▶ _What the task asks_: Convert the material below into a JSON list of strings, with one string for each line and blank lines omitted.
═══
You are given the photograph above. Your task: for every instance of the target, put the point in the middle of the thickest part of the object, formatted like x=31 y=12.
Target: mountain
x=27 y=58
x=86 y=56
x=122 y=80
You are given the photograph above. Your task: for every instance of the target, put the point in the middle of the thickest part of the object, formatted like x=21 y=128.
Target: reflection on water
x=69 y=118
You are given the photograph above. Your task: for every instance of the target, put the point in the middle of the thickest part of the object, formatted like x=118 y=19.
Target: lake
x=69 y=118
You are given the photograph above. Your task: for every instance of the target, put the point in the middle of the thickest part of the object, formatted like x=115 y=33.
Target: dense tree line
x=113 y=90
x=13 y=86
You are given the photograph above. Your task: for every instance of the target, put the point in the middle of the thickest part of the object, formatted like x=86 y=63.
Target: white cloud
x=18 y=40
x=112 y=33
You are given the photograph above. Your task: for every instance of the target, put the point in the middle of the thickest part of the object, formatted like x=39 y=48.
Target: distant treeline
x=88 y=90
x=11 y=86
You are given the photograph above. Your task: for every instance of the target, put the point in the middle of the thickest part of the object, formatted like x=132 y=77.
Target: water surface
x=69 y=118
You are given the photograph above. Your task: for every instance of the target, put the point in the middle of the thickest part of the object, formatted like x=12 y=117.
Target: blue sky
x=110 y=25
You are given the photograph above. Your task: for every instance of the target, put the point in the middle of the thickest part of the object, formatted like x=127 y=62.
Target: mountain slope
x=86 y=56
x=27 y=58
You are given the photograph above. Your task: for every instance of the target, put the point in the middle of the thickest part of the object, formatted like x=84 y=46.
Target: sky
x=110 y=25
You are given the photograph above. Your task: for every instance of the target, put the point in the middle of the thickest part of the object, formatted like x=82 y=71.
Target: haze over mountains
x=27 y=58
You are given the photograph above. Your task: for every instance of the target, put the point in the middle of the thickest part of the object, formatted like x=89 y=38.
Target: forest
═══
▶ _Task response_:
[
  "You are given the photograph above. Your task: for every instance of the target, put the point in the middle of the thickest part of the object, formatted like x=31 y=12.",
  "Target: mountain",
  "x=27 y=58",
  "x=86 y=56",
  "x=122 y=80",
  "You are given the photograph above. Your task: for every instance of the target, put the point in the middle of the thickest part of the object, formatted like x=21 y=128.",
  "Target: reflection on water",
  "x=69 y=118",
  "You are given the photograph above. Your task: for every instance of the target, put the point in the middle of the thickest part of the object, formatted like x=118 y=19.",
  "Target: lake",
  "x=69 y=118",
  "You are given the photograph above. Your task: for every instance of the target, put the point in the middle of the thickest part of the object, formatted like x=115 y=33.",
  "Target: dense tree line",
  "x=113 y=90",
  "x=13 y=86",
  "You are given the photograph above. Your task: for every instance of the target, put the point in the middle of the thickest part of the object, formatted like x=86 y=63.",
  "Target: white cloud",
  "x=18 y=40",
  "x=112 y=33",
  "You are given the photograph above. Your task: for every instance of the target, put the point in the middle of the thickest part of the object, formatted like x=39 y=48.",
  "Target: distant treeline",
  "x=88 y=90",
  "x=11 y=86",
  "You are given the photograph above. Your task: for every instance of the target, put the point in the middle of the thickest part of the object, formatted like x=132 y=77.",
  "Target: water surface",
  "x=69 y=118",
  "You are given the photograph above. Your task: for every instance of the target, put the point in the middle of the thickest part of the object, formatted like x=12 y=117.",
  "Target: blue sky",
  "x=110 y=25",
  "You are given the photograph above. Your task: for every instance of the target, put the point in the middle of the thickest part of the object, formatted like x=127 y=62.",
  "Target: mountain slope",
  "x=86 y=56",
  "x=27 y=58",
  "You are given the photograph above. Your task: for every instance of the target, put the point in the middle of the thickest part of the object, formatted like x=84 y=46.",
  "Target: sky",
  "x=110 y=25",
  "You are given the photograph above. Your task: for every instance of the target, put the point in the middle of the thickest part of the object, formatted like x=82 y=71.",
  "Target: haze over mountains",
  "x=27 y=58",
  "You are given the photograph above. Your task: for every instance of the target, put the point in the middle of the thickest part of the object, formatted like x=89 y=38.",
  "Target: forest"
]